PROBLEM DETAILS - Below you will find a set of lines. Repeat them all exactly.

-- begin ITEMS --

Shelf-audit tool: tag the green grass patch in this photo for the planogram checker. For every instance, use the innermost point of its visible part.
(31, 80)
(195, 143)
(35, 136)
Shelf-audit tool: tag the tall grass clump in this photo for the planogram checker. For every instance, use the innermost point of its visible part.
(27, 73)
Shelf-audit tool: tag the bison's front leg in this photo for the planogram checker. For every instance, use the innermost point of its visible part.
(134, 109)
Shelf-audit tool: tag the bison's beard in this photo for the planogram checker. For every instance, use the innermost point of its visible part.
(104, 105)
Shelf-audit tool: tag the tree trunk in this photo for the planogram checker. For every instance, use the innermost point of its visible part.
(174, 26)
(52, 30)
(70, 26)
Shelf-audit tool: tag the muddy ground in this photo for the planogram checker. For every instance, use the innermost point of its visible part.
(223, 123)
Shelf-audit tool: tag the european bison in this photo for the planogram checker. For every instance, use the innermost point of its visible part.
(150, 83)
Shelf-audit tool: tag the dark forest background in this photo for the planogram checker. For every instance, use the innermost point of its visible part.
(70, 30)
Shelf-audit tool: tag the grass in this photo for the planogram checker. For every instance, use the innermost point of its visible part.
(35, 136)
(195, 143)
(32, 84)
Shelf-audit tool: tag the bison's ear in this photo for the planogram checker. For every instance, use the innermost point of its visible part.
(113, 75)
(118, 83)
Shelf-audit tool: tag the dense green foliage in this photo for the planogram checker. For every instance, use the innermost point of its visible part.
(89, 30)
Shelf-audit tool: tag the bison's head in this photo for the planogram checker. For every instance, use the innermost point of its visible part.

-- end ITEMS --

TASK RESULT -
Shelf-audit tool: tag the green grass patch in this photo for the planogram checker. For every instance, use the innermost point of its visible part.
(31, 80)
(195, 143)
(35, 136)
Shelf-audit tool: tag the tall grass clump in this photo for the planogram checker. For every instance, use the innermost point of its visible part.
(27, 73)
Shelf-audit tool: tag the bison's front leg in this photo for the planogram checker. For every instance, use the innermost point of its visible part.
(134, 109)
Shelf-audit tool: tag the bison's beard in this photo for the planogram checker. For every instance, use the innermost point of its visible part.
(104, 105)
Shelf-audit tool: tag the tree trunk in this photo for the planogram checker. For every instance, use the innermost point of its visible part.
(174, 26)
(52, 30)
(70, 26)
Shelf-audit tool: tag the muddy ground in this photo for the planogram checker. For every instance, use the innermost point of its visible part.
(223, 123)
Shelf-audit tool: tag the european bison in this photo for the planogram checker. For every instance, use the innermost point of its visible part.
(150, 83)
Shelf-audit tool: tag the dark forest background in this photo for the planogram checker. For every instance, use the innermost point of its visible part.
(70, 30)
Shelf-audit tool: tag the grass in this photo for the planogram checker. For every instance, use the innermost point of its visible part.
(35, 136)
(195, 143)
(32, 84)
Shelf-audit tool: tag the bison's ear in this photo for the planogram checker. For every instance, use the innermost point of its visible part.
(113, 75)
(118, 83)
Shelf-audit tool: tag the dense green foliage in this photo for the planogram checker. For every instance, use the innermost point of its visible part.
(89, 30)
Shelf-audit tool: tag the bison's head in this photo for the planogram checker. For every instance, use the innermost point of its visible part.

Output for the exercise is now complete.